- [Data supplied]
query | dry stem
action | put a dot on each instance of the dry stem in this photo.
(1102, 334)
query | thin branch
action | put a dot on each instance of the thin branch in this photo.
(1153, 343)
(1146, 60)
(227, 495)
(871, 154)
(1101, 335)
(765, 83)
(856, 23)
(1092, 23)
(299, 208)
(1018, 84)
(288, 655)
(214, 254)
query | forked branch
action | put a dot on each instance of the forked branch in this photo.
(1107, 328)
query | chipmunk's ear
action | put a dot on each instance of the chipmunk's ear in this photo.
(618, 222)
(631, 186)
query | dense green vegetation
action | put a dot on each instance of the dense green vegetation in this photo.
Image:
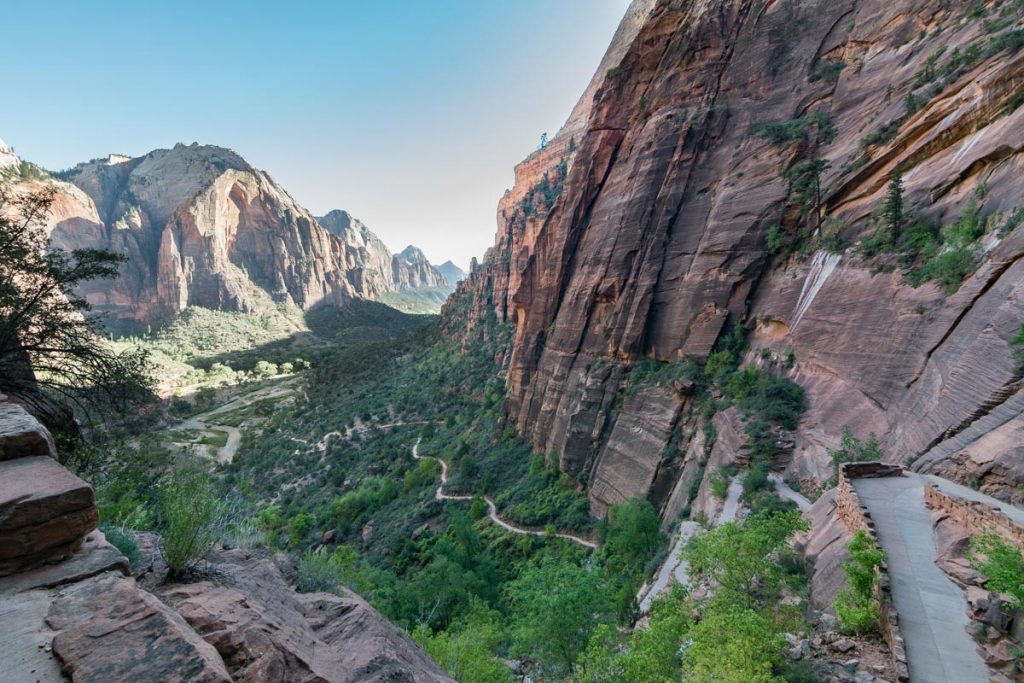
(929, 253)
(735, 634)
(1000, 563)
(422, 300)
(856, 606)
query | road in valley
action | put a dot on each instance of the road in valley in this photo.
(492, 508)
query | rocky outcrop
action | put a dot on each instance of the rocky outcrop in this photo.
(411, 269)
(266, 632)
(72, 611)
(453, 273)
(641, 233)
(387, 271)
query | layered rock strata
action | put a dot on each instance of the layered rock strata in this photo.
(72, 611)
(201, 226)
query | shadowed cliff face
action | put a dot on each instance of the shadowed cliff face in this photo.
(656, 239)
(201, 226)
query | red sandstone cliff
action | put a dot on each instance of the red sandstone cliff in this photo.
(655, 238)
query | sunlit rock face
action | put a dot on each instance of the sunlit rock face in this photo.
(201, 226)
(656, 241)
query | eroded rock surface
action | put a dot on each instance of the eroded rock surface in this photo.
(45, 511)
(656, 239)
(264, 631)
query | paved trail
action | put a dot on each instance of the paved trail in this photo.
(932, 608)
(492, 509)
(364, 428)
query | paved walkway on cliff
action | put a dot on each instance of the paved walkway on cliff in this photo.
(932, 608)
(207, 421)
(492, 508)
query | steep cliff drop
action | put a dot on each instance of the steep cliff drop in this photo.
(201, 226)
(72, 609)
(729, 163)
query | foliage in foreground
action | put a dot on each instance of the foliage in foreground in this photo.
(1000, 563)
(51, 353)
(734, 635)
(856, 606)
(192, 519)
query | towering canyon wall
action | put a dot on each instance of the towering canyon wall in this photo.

- [Required work]
From the listing above, please give again the lines that begin with the line holding "action | put a dot on each instance of the chipmunk's" and go on through the line holding "query | rocky outcrop", exactly, both ends included, minus any picture.

- [Your solution]
action | put a dot on each instance of the chipmunk's ear in this photo.
(618, 222)
(631, 186)
query | dense green vegetation
action | put a dot on each instance of the dense green vegetation in this photo.
Image:
(929, 253)
(735, 634)
(1000, 563)
(422, 300)
(856, 606)
query | road in valley
action | put a dot on each instance of the road in valley in this photo.
(492, 508)
query | rocky outcrop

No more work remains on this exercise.